## [Information shown]
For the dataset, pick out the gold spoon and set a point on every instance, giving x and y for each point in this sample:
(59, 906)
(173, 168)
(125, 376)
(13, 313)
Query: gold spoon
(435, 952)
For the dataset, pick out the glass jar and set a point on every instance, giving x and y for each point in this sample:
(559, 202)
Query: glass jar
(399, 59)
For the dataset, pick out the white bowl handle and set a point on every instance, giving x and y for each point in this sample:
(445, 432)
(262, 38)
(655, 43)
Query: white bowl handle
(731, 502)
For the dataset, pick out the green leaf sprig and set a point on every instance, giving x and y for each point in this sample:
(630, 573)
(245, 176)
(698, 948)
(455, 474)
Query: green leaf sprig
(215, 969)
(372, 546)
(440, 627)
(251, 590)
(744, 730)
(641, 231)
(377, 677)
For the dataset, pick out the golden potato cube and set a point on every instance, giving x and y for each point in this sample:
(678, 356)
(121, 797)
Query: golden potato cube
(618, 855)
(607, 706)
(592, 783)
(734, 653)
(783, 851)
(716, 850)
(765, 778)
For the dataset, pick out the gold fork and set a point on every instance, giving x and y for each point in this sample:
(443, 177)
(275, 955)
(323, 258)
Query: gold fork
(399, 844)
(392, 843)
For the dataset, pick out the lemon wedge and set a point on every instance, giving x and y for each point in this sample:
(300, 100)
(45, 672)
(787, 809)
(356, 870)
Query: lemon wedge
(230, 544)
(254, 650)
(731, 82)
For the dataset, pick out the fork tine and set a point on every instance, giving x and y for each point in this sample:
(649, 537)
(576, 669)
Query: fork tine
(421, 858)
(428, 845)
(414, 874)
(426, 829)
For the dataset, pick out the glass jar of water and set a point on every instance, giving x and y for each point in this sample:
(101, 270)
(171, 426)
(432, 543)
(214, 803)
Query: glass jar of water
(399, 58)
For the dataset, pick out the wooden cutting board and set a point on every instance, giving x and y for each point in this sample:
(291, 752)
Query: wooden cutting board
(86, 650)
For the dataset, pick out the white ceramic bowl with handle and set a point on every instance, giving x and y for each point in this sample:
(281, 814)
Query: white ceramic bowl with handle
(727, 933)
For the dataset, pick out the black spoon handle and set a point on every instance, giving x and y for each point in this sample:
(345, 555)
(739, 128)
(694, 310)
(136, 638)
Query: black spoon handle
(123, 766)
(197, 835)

## [Short problem]
All of the material above needs to be retyped word for word.

## [Result for this exercise]
For the dataset, pick out the gold spoon and set a point on every instance, giving x and y for each point in this sample:
(59, 906)
(173, 168)
(125, 376)
(13, 313)
Query: gold spoon
(435, 952)
For the dataset, pick out the glass jar and set a point on every instance, giving x and y for each point in this sample:
(559, 202)
Query: glass jar
(399, 59)
For the dataset, pick out the white bowl handle and set a point on every instance, giving x and y for each point in this sample:
(445, 432)
(262, 38)
(655, 43)
Query: white bowl handle
(731, 502)
For the dataset, pick out the green leaf sprig and set a point on every instance, giving x and y for each point in this sample:
(630, 573)
(245, 176)
(698, 948)
(455, 474)
Query: green leaf sprig
(215, 969)
(372, 546)
(440, 627)
(251, 590)
(744, 730)
(641, 231)
(377, 677)
For the dataset, pick out the golden potato cube and set a point on every instance, giving x and y for each point in this sample:
(678, 356)
(121, 797)
Query: golden potato cube
(618, 855)
(607, 706)
(592, 783)
(734, 653)
(783, 851)
(716, 850)
(765, 778)
For the dataset, pick out the gold fork and set a point on every instance, giving x and y for each point in this sample:
(443, 177)
(275, 955)
(323, 258)
Query: gold fork
(399, 844)
(392, 843)
For the dataset, pick out the lemon wedge and set a point on every instance, giving x and y for each point in this sample:
(300, 100)
(45, 672)
(787, 809)
(356, 870)
Query: lemon wedge
(230, 544)
(254, 650)
(731, 82)
For the dataset, pick out the fork tine and set a point on every instance, giving x and y for each point in this sample:
(649, 537)
(576, 669)
Query: fork tine
(421, 858)
(428, 845)
(414, 874)
(426, 829)
For the dataset, pick out the glass jar of water and set a point on every instance, giving x and y for each point in this sample:
(101, 270)
(171, 426)
(432, 543)
(214, 803)
Query: glass jar of water
(399, 58)
For the dataset, pick out the wooden cutting board and set a point on every instance, giving x and y for each point in this sample:
(291, 752)
Query: wooden cutting board
(86, 650)
For the dataset, pick out the white ceramic bowl with handle and set a point on every instance, giving x and y for each point in this sample:
(281, 814)
Query: white ceramic bowl with handle
(727, 933)
For the dataset, pick out the black spoon handle and set a point on every instance, giving x and y for each point in this sample:
(345, 555)
(739, 128)
(694, 310)
(136, 638)
Query: black spoon handle
(123, 766)
(197, 835)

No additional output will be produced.